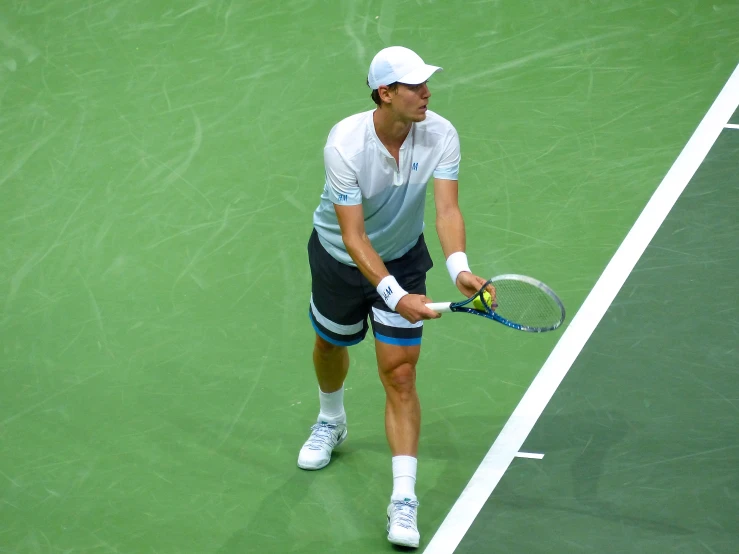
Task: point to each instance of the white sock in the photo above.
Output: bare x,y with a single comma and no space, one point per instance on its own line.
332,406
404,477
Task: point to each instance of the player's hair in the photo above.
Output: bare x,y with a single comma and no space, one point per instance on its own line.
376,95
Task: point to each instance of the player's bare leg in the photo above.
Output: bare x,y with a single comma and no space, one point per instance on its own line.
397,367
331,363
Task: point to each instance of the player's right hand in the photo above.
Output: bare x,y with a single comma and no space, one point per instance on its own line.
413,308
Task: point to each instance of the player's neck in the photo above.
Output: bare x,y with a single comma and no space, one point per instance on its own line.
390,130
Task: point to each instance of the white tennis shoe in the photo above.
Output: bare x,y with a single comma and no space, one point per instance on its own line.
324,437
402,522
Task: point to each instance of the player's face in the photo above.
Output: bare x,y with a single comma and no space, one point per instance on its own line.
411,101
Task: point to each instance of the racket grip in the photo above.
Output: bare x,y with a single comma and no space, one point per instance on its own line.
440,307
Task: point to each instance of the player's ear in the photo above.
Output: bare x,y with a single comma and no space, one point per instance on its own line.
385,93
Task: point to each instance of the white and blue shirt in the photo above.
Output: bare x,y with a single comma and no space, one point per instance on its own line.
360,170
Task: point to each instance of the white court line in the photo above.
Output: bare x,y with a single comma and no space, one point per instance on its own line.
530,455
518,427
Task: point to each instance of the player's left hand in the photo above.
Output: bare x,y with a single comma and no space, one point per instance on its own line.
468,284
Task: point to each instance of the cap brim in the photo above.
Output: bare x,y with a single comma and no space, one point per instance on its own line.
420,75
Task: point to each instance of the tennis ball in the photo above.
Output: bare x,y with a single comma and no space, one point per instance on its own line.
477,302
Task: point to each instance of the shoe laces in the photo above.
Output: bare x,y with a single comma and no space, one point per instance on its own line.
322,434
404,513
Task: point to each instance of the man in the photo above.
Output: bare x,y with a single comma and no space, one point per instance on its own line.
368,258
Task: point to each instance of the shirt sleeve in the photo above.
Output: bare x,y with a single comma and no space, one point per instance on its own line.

- - - - - - -

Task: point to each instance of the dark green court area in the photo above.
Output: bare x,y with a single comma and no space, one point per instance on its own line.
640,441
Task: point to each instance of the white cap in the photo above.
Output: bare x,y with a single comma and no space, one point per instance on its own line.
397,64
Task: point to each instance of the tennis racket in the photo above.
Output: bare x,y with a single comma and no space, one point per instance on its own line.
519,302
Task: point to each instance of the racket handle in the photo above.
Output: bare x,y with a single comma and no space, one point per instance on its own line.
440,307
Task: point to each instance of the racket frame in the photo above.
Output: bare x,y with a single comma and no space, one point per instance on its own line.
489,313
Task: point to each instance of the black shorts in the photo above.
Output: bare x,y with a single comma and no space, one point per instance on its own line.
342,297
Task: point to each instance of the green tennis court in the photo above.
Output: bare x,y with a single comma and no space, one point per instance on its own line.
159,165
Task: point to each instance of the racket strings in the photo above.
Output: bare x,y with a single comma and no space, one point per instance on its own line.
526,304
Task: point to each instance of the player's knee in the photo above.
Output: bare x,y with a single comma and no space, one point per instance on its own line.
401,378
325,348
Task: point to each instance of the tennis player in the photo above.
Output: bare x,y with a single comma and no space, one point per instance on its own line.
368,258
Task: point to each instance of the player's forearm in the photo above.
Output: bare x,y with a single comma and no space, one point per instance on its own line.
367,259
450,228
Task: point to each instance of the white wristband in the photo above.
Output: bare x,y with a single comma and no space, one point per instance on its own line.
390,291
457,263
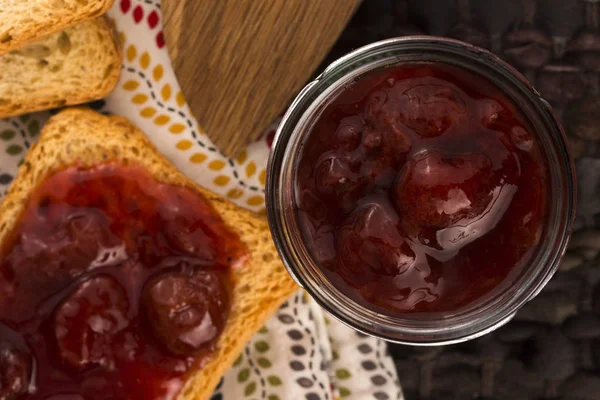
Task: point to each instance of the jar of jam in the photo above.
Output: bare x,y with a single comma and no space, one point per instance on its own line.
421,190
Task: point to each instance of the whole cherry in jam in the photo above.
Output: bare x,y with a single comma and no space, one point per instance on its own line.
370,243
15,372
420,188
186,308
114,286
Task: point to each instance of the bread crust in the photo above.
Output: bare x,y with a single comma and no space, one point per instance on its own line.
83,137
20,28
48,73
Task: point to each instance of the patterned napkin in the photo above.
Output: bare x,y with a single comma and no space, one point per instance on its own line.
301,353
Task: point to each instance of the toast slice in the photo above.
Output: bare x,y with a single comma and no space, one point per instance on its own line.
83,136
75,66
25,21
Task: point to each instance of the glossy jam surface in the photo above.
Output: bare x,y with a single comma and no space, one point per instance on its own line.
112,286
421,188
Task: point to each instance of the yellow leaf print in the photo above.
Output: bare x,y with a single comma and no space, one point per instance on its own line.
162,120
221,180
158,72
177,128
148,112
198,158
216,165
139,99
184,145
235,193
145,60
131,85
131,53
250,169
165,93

- - - - - - -

— TASK TO COMPLETE —
Please pick out and copy every line of the rows above that contains the word "racket". Case counts.

— FINAL ANSWER —
Task: point to each instance of the racket grip in the photo above.
Task: point to each instance of the tennis racket in the photo above.
Task: point to each instance of the racket handle in the photo above.
Task: point to each instance of the racket frame in the photo above.
Task: point to each instance of the racket strings in the photo above.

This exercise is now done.